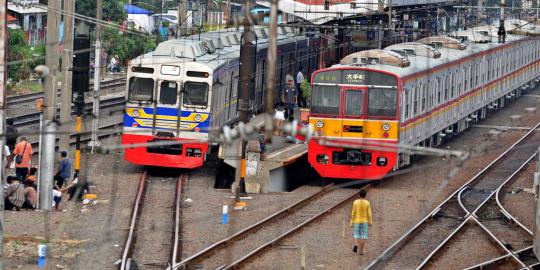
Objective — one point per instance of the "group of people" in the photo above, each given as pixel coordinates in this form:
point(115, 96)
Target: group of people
point(20, 190)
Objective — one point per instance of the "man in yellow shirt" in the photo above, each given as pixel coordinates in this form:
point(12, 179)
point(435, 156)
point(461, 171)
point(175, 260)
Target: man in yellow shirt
point(360, 218)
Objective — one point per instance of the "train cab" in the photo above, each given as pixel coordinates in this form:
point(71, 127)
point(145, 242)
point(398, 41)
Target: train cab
point(167, 115)
point(354, 112)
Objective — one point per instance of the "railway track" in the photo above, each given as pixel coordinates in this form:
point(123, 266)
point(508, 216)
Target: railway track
point(241, 247)
point(33, 118)
point(151, 225)
point(19, 99)
point(104, 131)
point(465, 207)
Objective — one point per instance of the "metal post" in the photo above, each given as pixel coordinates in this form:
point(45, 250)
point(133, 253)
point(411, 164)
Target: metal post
point(94, 142)
point(46, 164)
point(67, 62)
point(247, 54)
point(271, 72)
point(536, 186)
point(3, 89)
point(181, 18)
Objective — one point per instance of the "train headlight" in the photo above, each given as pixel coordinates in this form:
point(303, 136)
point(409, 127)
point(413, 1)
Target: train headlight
point(322, 159)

_ABOUT THIS EXERCISE_: All the records need to be set down word for word, with the images left out.

_SOLUTION TO THIS TASK_:
Objective — one point per instance of the "group of people" in the photo above, each given as pixel coordinates in this form:
point(115, 96)
Target: group of people
point(20, 190)
Objective — one point per instance of the "man in yellow shirt" in the photo above, each given as pixel coordinates in this form:
point(12, 179)
point(435, 156)
point(461, 171)
point(175, 260)
Target: man in yellow shirt
point(360, 218)
Objective — one point per instance of the "train cab" in the photo above, each given as pixel coordinates in this form:
point(71, 127)
point(145, 242)
point(398, 41)
Target: train cab
point(167, 115)
point(354, 112)
Objective — one point per instance of the "railway track" in the photo above, each given as pixel coordinates in this form:
point(123, 266)
point(508, 216)
Target: railway track
point(241, 247)
point(33, 118)
point(151, 225)
point(19, 99)
point(104, 131)
point(465, 207)
Objective — one point per instance of the "metal post" in the photo above, each given as pixel coordinates in this form:
point(45, 250)
point(133, 253)
point(411, 164)
Target: metal post
point(94, 142)
point(46, 164)
point(67, 62)
point(247, 54)
point(271, 72)
point(536, 186)
point(3, 89)
point(181, 18)
Objective — one point per instance of the "train headlight" in the photo above, each given as pixel coordinates in this form:
point(303, 136)
point(409, 127)
point(413, 1)
Target: train headlight
point(322, 159)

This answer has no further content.